» Problems
1. Do these statements agree with the case-law excerpt? Answer yes or no for each, and quote the words of the excerpt that decide it.
(a) The cases quoted fall under three heads.
(b) In the first group of cases, the accused's statement before the Magistrate was not read as prosecution evidence.
(c) In the third group of cases, the Magistrate examined the accused before framing the charge.
2. Transcribe the case-law excerpt from "11. I shall" up to and including "2 Weir 405.".
3. Answer these questions from the case-law excerpt.
(a) In the first group of cases, who did not question the accused generally?
(b) The omission to comply with the mandatory provisions of which section vitiated the trials in the second group?
(c) In the third group of cases, under which section was the cross-examination held?

11. I shall briefly deal with the cases quoted in argument before us, The cases quoted fall under three heads:
1. Cases in which the Sessions Judge did not question the accused generally, on the case after the close of the prosecution. In those cases the High Court held that the whole trial was vitiated by the failure to question the accused to explain the circumstances appearing in evidence against him even though his statement before the Magistrate was read as part, of the prosecution evidence. They are reported in Fatu Santal v. The King Emperor (1921) 61 I.C. 705 : 6 P.L.J. 147, Raghu Bhumij v. The King Emperor (1920) 58 I.C. 49 : 5 P.L.J. 430, Emperor v. Sawalya (1907) 9 Bom. L.R. 356. In re Nainamalal Konan (1921) 14 L.W. 418 and Raja Padayachi In re 2 Weir 405.
2. The following are the cases in which a Magistrate did not question the accused generally, and the High Court held that the trial was vitiated by the omission to comply with the mandatory provisions of Section 342 Sura) Panday v. Emperor (1920) 58 I.C. 521 : 21 Cr.L.J. 793 Gulam Rasul v. The King Emperor (1921) 6 P.L.J. 174, Emperor v. Haris-chandra (1907) 10 Bom.L.R. 201, Emperor v. Gulabjan (1922) I.L.R. 46 B. 441, Emperor v. Basapa Ningapa (1915) 17 Bom.L.R. 892 and Mahomed Hossain v. Emperor (1914) I.L.R. 41 C. 743.
3. In the following cases the Magistrate examined the accused before framing the charge, but “did not question the accused generally on the case under Section 342; after cross-examination under Section 256 was over, the High Court held that the trial was vitiated by the omission to comply with the mandatory provisions of Section 342. Mitarjit Singh v. King Emperor (1921) 63 I.C. 825 : 6 P.L.J. 644. Tilak Gope v. Bhaya Ram (1921) 62 I.C. 870, Ramanath Rai v. Emperor (1921) 61 I.C. 844, Emperor v. Nga Porza (1917) 42 I.C. 176, Abbas Ali v. Emperor (1906) 4 Cr.L.J. 476 and Emperor v. Fernandez (1921) I.L.R. 45 B. 672.

» Data rows
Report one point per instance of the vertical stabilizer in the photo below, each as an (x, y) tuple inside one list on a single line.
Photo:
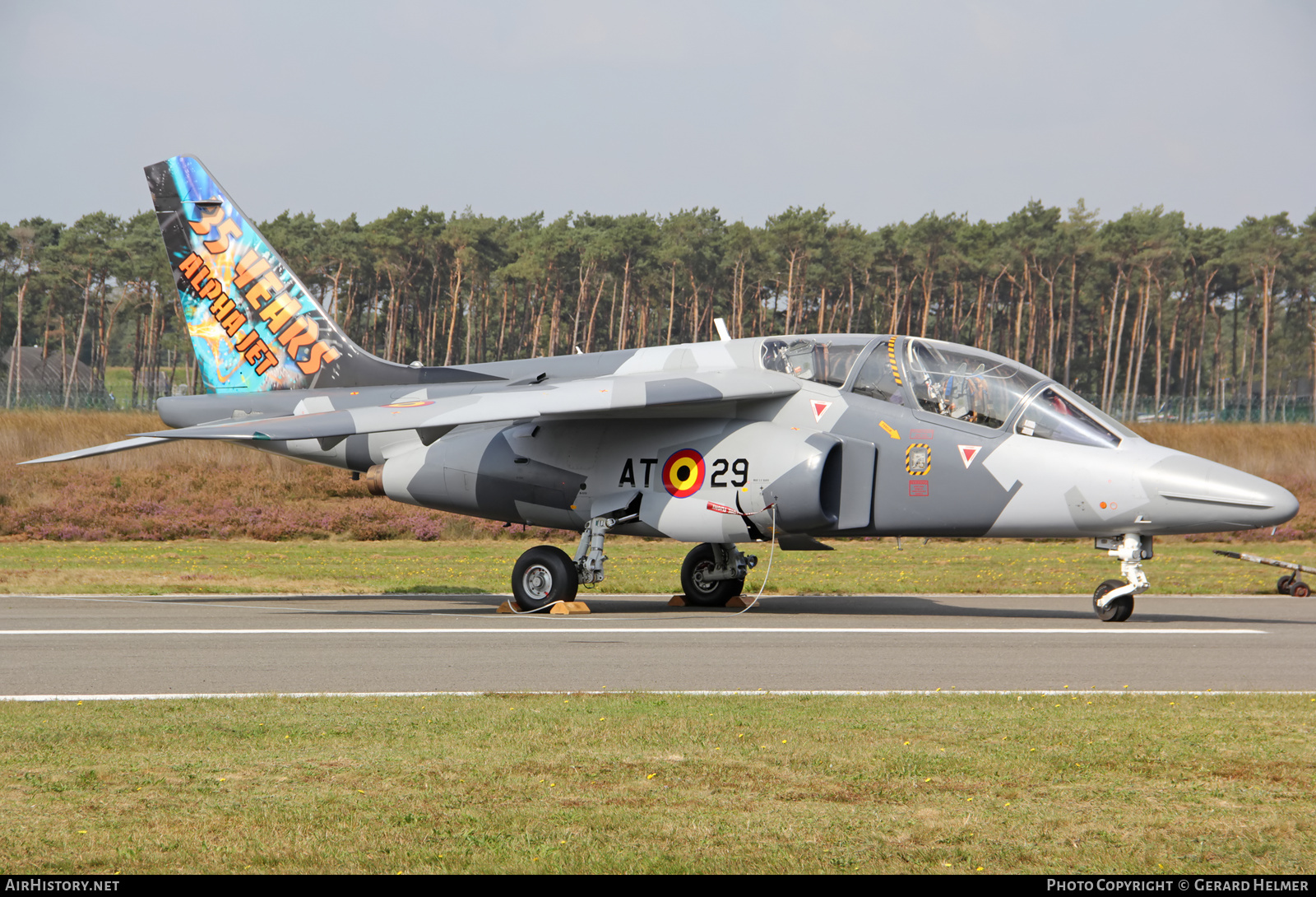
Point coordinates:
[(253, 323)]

---

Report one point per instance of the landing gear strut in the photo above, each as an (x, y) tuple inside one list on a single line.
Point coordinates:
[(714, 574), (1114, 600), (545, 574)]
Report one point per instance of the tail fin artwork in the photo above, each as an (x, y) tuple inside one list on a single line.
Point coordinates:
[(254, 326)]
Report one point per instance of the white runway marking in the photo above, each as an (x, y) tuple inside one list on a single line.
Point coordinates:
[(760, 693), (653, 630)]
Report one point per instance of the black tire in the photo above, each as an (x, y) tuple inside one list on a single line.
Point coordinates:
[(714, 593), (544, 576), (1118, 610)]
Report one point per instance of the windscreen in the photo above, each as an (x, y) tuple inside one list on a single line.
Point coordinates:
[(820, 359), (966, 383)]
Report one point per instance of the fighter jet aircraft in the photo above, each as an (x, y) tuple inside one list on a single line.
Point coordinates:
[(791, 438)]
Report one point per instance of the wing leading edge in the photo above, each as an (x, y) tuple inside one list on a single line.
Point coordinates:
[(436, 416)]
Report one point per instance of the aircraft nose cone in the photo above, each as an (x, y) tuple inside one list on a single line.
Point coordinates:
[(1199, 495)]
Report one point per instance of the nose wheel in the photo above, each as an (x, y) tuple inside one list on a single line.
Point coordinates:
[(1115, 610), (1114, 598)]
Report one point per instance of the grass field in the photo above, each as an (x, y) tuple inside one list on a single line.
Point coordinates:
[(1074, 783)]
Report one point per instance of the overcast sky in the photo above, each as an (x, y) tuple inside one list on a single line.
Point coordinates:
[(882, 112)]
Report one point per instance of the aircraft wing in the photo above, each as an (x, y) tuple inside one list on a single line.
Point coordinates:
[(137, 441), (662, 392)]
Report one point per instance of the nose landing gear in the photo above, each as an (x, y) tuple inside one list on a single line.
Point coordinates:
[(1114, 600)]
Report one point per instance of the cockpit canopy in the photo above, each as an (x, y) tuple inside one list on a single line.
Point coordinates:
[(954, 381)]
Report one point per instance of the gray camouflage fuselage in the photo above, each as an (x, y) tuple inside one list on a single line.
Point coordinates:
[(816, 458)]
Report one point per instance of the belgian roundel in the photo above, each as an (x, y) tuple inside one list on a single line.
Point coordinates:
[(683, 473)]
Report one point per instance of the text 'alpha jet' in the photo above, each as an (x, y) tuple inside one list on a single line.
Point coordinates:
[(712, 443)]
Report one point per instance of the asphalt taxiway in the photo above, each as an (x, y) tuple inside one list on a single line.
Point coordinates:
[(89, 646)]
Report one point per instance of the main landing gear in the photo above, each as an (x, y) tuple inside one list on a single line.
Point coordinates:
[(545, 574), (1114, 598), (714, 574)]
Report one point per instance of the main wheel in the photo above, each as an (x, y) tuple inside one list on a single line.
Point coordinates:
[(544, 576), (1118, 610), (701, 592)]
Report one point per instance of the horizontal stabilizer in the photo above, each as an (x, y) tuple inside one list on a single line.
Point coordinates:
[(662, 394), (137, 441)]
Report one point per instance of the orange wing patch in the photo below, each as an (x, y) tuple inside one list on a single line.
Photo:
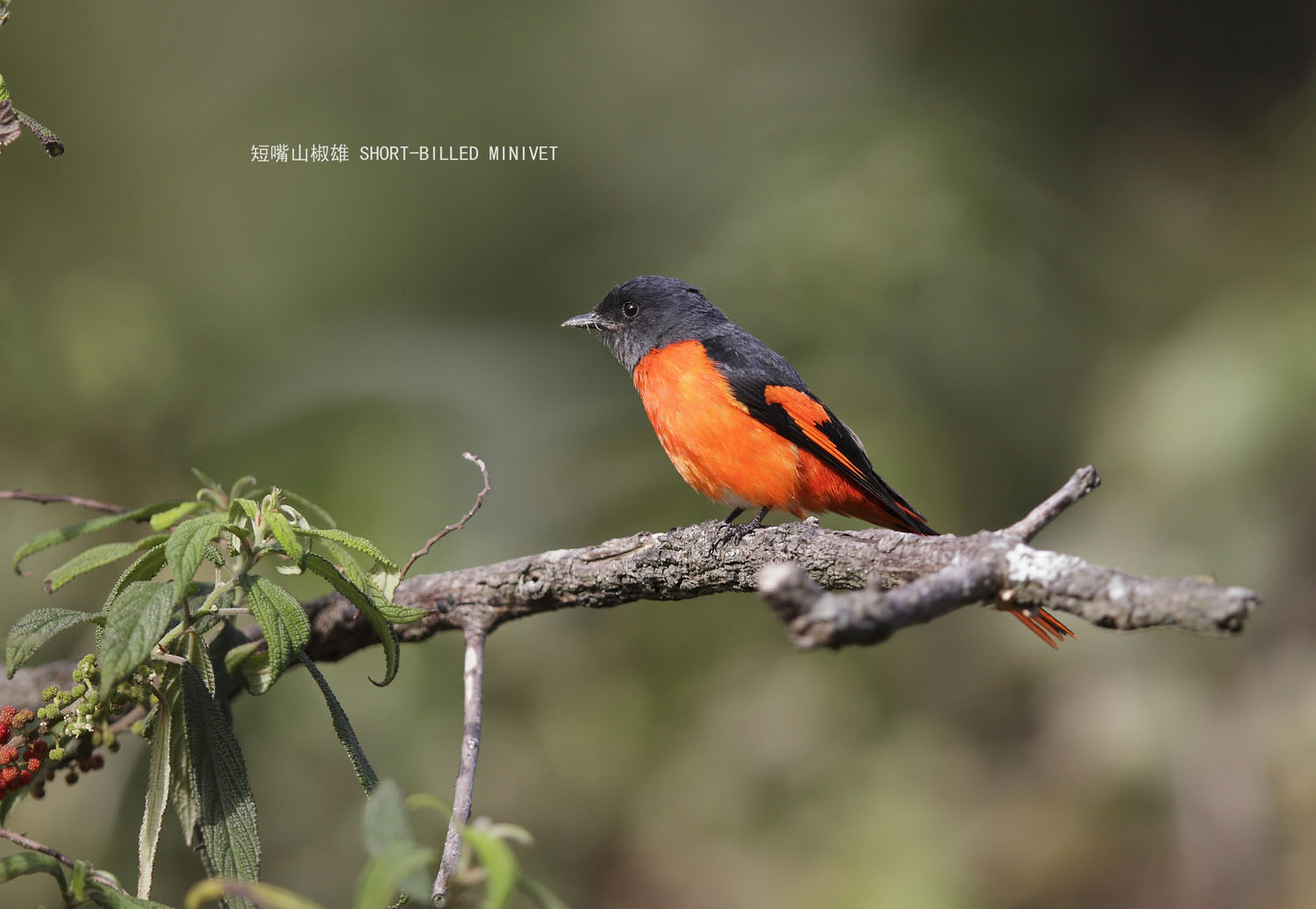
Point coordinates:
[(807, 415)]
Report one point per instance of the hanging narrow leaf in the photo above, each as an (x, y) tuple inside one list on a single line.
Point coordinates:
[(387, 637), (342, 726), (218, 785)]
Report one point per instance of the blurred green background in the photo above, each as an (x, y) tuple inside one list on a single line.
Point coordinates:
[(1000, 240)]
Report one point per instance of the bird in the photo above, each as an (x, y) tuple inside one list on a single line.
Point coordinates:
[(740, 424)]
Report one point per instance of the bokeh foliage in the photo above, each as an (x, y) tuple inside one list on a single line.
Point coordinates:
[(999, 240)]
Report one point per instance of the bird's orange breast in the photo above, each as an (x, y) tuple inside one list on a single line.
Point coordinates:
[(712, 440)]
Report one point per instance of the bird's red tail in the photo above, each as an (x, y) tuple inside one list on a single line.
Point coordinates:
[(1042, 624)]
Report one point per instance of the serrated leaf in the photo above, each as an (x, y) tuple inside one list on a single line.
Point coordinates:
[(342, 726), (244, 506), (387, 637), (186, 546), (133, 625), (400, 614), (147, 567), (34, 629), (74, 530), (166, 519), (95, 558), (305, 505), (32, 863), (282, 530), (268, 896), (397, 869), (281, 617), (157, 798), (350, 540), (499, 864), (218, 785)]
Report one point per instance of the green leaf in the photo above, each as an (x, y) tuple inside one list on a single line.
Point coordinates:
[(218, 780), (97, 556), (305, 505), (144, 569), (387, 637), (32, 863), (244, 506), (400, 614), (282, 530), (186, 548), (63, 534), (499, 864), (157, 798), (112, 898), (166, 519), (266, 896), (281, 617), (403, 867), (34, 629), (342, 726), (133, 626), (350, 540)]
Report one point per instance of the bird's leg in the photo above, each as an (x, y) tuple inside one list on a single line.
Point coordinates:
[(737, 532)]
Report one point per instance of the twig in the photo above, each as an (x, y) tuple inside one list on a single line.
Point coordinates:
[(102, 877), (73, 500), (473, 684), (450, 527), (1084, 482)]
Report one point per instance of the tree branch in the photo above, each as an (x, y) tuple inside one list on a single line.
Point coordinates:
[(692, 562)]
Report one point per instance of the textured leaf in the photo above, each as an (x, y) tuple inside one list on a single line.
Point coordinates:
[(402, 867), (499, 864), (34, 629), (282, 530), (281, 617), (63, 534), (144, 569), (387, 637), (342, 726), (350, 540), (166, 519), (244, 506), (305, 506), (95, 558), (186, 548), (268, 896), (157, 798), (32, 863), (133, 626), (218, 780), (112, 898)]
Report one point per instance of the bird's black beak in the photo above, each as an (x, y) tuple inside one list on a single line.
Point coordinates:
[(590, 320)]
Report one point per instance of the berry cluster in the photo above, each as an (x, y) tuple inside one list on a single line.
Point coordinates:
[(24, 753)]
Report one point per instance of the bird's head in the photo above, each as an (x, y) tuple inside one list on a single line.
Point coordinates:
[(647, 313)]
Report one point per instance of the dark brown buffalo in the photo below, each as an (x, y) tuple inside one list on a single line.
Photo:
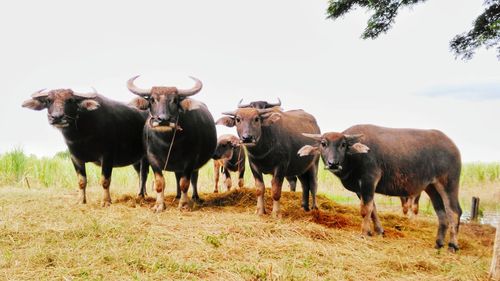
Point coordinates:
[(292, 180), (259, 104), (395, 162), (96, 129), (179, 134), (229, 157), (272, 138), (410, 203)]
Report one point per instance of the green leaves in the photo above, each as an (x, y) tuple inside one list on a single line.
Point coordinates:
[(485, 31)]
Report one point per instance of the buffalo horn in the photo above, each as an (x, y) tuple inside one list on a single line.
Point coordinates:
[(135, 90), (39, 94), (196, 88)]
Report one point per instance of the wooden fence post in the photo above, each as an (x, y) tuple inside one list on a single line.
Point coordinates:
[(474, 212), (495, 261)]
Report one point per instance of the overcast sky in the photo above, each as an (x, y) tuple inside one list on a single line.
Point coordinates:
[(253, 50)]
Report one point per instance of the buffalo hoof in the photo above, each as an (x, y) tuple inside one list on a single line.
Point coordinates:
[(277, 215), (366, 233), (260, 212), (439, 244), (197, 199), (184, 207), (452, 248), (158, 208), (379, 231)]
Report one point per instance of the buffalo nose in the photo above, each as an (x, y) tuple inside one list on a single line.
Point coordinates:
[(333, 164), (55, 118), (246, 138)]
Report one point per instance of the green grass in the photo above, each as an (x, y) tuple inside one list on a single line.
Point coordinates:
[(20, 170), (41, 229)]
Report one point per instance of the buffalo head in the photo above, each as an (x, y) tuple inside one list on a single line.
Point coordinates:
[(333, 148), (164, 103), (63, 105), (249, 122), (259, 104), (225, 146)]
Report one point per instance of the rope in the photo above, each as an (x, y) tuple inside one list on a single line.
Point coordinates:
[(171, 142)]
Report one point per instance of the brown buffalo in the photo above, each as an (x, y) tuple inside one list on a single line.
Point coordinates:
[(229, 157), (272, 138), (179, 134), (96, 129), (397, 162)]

---

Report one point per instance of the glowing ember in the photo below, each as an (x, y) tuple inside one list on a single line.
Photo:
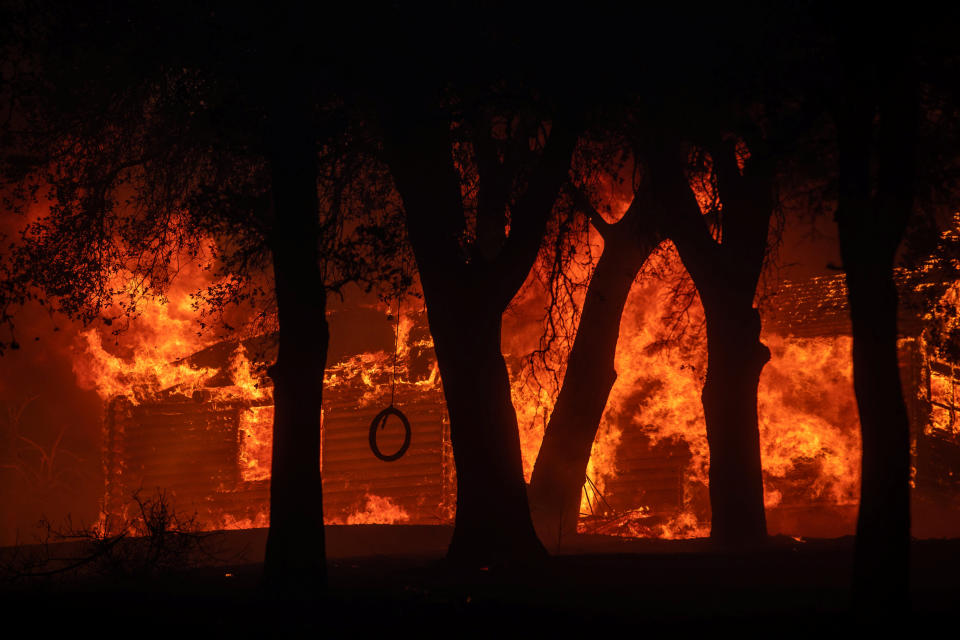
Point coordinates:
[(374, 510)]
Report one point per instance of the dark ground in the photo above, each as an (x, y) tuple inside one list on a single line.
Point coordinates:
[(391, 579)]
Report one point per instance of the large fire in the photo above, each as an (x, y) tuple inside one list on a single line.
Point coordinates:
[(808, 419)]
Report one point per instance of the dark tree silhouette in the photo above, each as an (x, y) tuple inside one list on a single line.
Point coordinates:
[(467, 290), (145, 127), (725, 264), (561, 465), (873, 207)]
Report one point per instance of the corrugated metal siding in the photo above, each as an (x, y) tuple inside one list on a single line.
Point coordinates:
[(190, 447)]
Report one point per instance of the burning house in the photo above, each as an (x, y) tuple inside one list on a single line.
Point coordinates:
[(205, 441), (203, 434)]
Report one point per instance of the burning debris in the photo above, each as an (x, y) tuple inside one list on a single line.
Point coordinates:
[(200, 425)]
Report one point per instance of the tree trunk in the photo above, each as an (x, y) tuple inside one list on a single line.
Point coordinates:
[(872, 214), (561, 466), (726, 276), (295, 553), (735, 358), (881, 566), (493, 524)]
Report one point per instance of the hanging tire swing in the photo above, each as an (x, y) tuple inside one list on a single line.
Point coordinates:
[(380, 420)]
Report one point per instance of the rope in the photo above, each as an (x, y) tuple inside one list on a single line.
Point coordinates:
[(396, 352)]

» Results
1.
(a) Yes: "The cases quoted fall under three heads"
(b) No: "his statement before the Magistrate was read as part"
(c) Yes: "the Magistrate examined the accused before framing the charge"

2.
11. I shall briefly deal with the cases quoted in argument before us, The cases quoted fall under three heads:
1. Cases in which the Sessions Judge did not question the accused generally, on the case after the close of the prosecution. In those cases the High Court held that the whole trial was vitiated by the failure to question the accused to explain the circumstances appearing in evidence against him even though his statement before the Magistrate was read as part, of the prosecution evidence. They are reported in Fatu Santal v. The King Emperor (1921) 61 I.C. 705 : 6 P.L.J. 147, Raghu Bhumij v. The King Emperor (1920) 58 I.C. 49 : 5 P.L.J. 430, Emperor v. Sawalya (1907) 9 Bom. L.R. 356. In re Nainamalal Konan (1921) 14 L.W. 418 and Raja Padayachi In re 2 Weir 405.

3.
(a) The Sessions Judge
(b) Section 342
(c) Section 256